INTERVIEW: Die Ausklammerung der spanischen Autoren war unklug.

17.01.2008 -  

Der gebürtige Bremer lebt seit 23 Jahren in Barcelona und ist Sozius und Mitbetreiber der Literaturagentur Ute Körner. Die Präsenz Kataloniens auf der Frankfurter Buchmesse hätte besser genutzt werden können, meint er.

Weshalb kam es zur Polemik?

Zwischen der Einladung nach Frankfurt und der Buchmesse im Herbst 2007 sind drei Jahre vergangen, es hat einen Regierungswechsel gegeben und dadurch hat sich die Ausrichtung verschoben. Die Präsenz ist mit der Entscheidung, nur katalanisch schreibende Autoren auszuwählen, klar politisiert worden.

Es wurden keine Kosten gescheut?

130 katalanische Autoren sind nach Frankfurt geflogen worden und zusätzlich die Verleger und viele viele Kulturpolitiker. Das war sicher die größte Delegation eines Buchmesse-Gastlandes auf der Buchmesse, größer als die der arabischen Länder 2004, als auch schon eine Region eingeladen wurde und nicht ein einzelner Staat. Das Budget wird offiziell mit 12 Millionen Euro angegeben, ich bin sicher, es lag noch höher.
════════
## KURZE AUFGABE A
Schreib die Zeilen der Liste zwischen der Zeile mit „Draw the outline of every instance of the lamp“ und der Zeile mit „60], [131, 69]]“, beide eingeschlossen, in eine Markdown-Tabelle mit den Spalten „Nr“ und „Zeile“ um und lass leere Zeilen weg. Die Bilder gehören nicht in die Antwort.
Der Text und die Liste hängen nicht zusammen.

## ÜBUNGSMATERIAL
════════
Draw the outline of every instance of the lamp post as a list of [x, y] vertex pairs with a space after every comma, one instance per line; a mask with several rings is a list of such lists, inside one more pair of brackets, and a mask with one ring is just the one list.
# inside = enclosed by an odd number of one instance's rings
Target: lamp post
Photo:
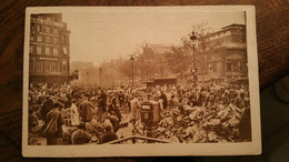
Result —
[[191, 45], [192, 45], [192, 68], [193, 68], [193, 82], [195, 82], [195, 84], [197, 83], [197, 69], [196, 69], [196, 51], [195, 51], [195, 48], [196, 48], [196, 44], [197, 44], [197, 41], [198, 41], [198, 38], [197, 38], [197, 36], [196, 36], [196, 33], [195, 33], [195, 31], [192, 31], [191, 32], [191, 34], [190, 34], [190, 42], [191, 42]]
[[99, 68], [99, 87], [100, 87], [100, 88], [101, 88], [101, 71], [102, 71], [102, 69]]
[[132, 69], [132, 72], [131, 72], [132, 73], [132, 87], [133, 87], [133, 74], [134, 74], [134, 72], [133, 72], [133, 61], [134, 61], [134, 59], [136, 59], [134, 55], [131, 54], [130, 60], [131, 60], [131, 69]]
════════
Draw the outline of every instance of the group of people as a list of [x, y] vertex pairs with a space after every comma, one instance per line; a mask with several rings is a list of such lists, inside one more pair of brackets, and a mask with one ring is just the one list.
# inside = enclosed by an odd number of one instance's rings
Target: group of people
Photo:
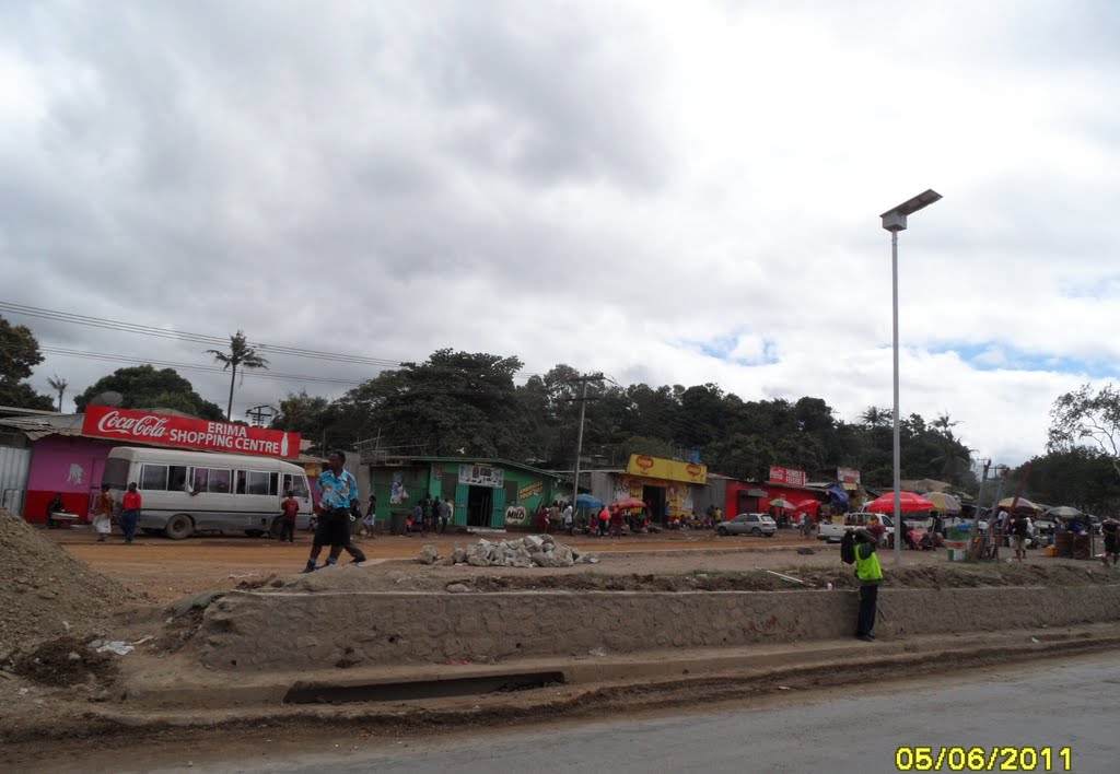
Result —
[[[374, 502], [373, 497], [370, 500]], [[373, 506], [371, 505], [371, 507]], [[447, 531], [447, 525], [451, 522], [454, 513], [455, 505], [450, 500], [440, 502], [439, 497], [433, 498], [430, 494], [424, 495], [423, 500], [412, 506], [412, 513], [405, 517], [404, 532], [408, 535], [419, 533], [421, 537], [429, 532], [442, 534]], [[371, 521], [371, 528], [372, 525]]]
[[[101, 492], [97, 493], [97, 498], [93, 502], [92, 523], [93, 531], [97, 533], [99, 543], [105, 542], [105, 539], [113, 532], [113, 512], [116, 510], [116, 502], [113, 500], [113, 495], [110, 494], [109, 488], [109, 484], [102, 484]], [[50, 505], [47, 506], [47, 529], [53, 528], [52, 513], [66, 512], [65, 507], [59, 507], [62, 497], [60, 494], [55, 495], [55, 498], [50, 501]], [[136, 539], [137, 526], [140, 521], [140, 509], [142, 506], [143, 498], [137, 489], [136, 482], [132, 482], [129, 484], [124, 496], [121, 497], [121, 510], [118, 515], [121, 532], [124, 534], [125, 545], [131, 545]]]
════════
## KURZE AUFGABE B
Schreib aus dem Interview den Text zwischen „Zwischen der Einladung“ und „lag noch höher.“, beides eingeschlossen, Wort für Wort ab.

## ERGEBNIS A
| Nr | Zeile |
|---|---|
| 1 | Draw the outline of every instance of the lamp post as a list of [x, y] vertex pairs with a space after every comma, one instance per line; a mask with several rings is a list of such lists, inside one more pair of brackets, and a mask with one ring is just the one list. |
| 2 | # inside = enclosed by an odd number of one instance's rings |
| 3 | Target: lamp post |
| 4 | Photo: |
| 5 | Result — |
| 6 | [[191, 45], [192, 45], [192, 68], [193, 68], [193, 82], [195, 82], [195, 84], [197, 83], [197, 69], [196, 69], [196, 51], [195, 51], [195, 48], [196, 48], [196, 44], [197, 44], [197, 41], [198, 41], [198, 38], [197, 38], [197, 36], [196, 36], [196, 33], [195, 33], [195, 31], [192, 31], [191, 32], [191, 34], [190, 34], [190, 42], [191, 42]] |
| 7 | [[99, 68], [99, 87], [100, 87], [100, 88], [101, 88], [101, 71], [102, 71], [102, 69]] |
| 8 | [[132, 69], [132, 72], [131, 72], [132, 73], [132, 87], [133, 87], [133, 74], [134, 74], [134, 72], [133, 72], [133, 61], [134, 61], [134, 59], [136, 59], [134, 55], [131, 54], [130, 60], [131, 60], [131, 69]] |

## ERGEBNIS B
Zwischen der Einladung nach Frankfurt und der Buchmesse im Herbst 2007 sind drei Jahre vergangen, es hat einen Regierungswechsel gegeben und dadurch hat sich die Ausrichtung verschoben. Die Präsenz ist mit der Entscheidung, nur katalanisch schreibende Autoren auszuwählen, klar politisiert worden.

Es wurden keine Kosten gescheut?

130 katalanische Autoren sind nach Frankfurt geflogen worden und zusätzlich die Verleger und viele viele Kulturpolitiker. Das war sicher die größte Delegation eines Buchmesse-Gastlandes auf der Buchmesse, größer als die der arabischen Länder 2004, als auch schon eine Region eingeladen wurde und nicht ein einzelner Staat. Das Budget wird offiziell mit 12 Millionen Euro angegeben, ich bin sicher, es lag noch höher.